### Data lines

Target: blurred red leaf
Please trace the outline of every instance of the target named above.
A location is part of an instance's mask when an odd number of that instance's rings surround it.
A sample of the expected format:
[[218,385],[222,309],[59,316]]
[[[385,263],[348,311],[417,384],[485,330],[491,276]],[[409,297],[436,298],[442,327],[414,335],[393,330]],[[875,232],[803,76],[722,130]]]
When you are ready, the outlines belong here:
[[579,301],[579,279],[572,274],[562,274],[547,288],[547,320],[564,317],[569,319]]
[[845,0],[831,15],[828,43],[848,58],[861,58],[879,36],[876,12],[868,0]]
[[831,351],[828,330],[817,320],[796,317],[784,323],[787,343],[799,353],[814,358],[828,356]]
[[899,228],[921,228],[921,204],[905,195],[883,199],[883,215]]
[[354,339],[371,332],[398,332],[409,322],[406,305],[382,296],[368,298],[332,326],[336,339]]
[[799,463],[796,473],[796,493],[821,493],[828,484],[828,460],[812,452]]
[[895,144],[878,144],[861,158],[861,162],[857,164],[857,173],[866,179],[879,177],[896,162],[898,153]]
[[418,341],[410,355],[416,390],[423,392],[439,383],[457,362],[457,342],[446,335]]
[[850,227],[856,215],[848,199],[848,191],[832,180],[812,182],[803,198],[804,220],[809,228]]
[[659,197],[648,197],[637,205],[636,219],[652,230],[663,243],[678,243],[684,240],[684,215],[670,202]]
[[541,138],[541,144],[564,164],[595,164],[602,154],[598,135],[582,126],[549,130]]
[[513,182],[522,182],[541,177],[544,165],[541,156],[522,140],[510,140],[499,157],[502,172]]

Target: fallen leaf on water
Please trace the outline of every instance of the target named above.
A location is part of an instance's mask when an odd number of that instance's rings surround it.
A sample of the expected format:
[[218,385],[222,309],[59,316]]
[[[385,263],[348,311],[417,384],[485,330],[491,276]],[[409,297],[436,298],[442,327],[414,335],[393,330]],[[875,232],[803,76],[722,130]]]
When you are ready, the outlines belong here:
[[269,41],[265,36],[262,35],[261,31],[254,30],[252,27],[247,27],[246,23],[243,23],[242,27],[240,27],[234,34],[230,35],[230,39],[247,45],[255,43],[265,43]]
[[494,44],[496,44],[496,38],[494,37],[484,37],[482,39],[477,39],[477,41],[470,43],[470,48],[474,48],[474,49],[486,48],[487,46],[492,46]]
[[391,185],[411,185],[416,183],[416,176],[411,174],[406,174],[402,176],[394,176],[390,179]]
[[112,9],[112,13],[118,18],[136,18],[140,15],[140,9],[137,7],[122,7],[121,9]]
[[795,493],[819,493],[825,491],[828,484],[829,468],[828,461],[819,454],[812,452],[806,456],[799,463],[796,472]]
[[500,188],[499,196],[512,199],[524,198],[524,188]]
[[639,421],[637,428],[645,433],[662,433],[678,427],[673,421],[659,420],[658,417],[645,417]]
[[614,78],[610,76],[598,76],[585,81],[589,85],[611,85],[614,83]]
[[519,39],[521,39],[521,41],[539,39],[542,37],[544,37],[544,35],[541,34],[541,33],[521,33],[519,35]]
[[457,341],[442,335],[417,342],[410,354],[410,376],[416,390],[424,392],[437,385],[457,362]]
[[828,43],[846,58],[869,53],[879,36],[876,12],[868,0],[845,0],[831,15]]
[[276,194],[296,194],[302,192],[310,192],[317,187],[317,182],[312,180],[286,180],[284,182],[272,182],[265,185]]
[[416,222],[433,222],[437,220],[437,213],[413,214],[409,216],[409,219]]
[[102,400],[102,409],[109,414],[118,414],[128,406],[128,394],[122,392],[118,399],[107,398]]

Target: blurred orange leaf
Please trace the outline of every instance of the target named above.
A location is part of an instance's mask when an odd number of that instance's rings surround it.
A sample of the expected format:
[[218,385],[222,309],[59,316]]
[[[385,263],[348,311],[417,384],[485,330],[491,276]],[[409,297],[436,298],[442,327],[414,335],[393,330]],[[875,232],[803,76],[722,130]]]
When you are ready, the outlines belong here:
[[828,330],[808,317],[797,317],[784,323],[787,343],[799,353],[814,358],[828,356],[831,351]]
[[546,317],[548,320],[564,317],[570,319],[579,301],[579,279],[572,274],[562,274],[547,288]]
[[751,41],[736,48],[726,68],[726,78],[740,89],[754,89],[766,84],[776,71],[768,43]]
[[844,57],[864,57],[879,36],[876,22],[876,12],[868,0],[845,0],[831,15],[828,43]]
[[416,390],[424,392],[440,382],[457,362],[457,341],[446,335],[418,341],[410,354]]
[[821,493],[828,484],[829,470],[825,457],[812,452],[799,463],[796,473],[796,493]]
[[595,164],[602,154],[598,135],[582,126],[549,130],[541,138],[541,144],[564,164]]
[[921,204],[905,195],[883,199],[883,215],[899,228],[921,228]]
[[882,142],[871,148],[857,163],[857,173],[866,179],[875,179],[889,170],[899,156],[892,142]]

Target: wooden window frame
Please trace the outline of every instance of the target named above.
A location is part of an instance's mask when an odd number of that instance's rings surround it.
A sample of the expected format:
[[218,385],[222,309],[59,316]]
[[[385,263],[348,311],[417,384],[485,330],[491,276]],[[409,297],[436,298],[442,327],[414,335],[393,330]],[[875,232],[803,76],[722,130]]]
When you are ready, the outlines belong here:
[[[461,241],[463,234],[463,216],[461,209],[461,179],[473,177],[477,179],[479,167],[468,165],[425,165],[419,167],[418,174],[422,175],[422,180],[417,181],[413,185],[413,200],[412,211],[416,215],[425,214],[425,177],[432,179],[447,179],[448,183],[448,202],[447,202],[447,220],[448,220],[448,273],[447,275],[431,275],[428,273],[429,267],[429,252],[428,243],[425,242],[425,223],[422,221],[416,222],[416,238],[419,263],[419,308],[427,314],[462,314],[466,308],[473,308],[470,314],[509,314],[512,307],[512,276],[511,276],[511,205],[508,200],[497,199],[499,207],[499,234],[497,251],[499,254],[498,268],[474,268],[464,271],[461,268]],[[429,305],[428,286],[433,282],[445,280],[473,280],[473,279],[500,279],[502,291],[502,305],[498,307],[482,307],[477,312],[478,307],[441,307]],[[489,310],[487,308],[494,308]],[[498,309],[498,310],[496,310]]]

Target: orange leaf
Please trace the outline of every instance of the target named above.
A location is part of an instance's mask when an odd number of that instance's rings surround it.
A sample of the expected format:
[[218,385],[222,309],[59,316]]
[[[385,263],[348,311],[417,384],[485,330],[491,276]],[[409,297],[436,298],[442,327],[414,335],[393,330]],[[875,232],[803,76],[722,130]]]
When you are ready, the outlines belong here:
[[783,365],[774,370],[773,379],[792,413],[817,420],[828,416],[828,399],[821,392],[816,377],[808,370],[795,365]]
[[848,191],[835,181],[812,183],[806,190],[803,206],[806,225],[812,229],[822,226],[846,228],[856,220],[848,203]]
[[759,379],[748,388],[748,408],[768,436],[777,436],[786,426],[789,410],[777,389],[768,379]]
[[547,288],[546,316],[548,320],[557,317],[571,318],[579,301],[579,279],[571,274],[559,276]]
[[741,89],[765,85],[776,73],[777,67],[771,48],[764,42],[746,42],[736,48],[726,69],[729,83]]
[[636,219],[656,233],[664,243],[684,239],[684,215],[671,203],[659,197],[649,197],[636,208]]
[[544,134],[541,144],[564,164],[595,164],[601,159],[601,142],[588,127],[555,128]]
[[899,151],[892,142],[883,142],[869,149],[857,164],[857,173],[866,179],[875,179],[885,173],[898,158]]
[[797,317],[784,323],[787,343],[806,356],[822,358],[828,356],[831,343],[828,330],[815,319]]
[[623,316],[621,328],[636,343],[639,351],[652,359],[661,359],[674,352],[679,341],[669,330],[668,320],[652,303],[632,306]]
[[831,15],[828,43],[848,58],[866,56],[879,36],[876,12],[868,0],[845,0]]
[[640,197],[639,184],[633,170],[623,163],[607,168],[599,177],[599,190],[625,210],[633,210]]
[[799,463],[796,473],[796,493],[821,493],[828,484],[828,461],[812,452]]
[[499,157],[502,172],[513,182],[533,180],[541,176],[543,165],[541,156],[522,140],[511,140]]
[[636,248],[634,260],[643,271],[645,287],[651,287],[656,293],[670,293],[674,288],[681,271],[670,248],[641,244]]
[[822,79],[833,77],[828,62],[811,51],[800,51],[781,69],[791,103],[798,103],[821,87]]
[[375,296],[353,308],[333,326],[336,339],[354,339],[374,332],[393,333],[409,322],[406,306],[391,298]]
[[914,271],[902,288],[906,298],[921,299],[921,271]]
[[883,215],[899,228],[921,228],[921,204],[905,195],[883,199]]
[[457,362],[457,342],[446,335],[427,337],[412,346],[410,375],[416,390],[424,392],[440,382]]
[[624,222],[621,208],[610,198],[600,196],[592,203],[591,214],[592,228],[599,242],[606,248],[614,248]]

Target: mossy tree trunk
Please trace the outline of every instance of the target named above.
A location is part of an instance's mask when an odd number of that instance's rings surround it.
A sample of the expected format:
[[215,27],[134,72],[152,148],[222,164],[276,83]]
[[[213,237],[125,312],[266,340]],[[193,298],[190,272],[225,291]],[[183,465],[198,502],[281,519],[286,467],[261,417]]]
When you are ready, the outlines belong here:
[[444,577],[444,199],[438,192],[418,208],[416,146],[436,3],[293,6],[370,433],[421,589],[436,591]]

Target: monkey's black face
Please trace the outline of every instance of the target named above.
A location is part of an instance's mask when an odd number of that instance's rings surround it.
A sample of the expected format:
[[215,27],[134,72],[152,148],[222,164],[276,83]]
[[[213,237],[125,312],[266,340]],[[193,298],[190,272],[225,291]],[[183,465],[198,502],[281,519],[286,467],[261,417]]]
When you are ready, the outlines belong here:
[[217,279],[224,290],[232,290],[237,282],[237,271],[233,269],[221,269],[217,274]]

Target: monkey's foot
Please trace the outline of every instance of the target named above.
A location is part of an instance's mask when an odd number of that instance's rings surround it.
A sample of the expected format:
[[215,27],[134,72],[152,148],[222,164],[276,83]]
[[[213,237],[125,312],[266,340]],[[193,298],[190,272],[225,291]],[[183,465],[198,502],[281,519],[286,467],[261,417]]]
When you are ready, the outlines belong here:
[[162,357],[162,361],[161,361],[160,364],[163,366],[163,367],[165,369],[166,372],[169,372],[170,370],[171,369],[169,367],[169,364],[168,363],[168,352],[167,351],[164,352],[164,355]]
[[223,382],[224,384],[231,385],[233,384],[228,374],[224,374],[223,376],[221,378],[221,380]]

### Directions for this task
Copy the lines starting with the one that contains "Target: monkey's foot" and continuing through the last of the lines above, exactly as they appear.

### Response to the exercise
Target: monkey's foot
Please trace the outline of every instance of the target named above.
A location is part of an instance's mask when an odd number of that instance's rings surround it.
A sample of the expected format:
[[215,27],[134,72],[152,148],[222,164],[276,83]]
[[[213,237],[125,312],[266,340]],[[193,298],[190,272],[225,291]],[[183,465],[198,502],[281,519],[286,467],[261,417]]]
When you are ready, the outlines belong here:
[[162,357],[162,361],[161,361],[160,364],[163,366],[163,367],[165,369],[166,372],[169,372],[170,370],[171,369],[169,367],[169,364],[168,363],[168,352],[167,351],[164,352],[164,355]]
[[223,382],[224,384],[231,385],[233,384],[228,374],[224,374],[223,376],[221,378],[221,380]]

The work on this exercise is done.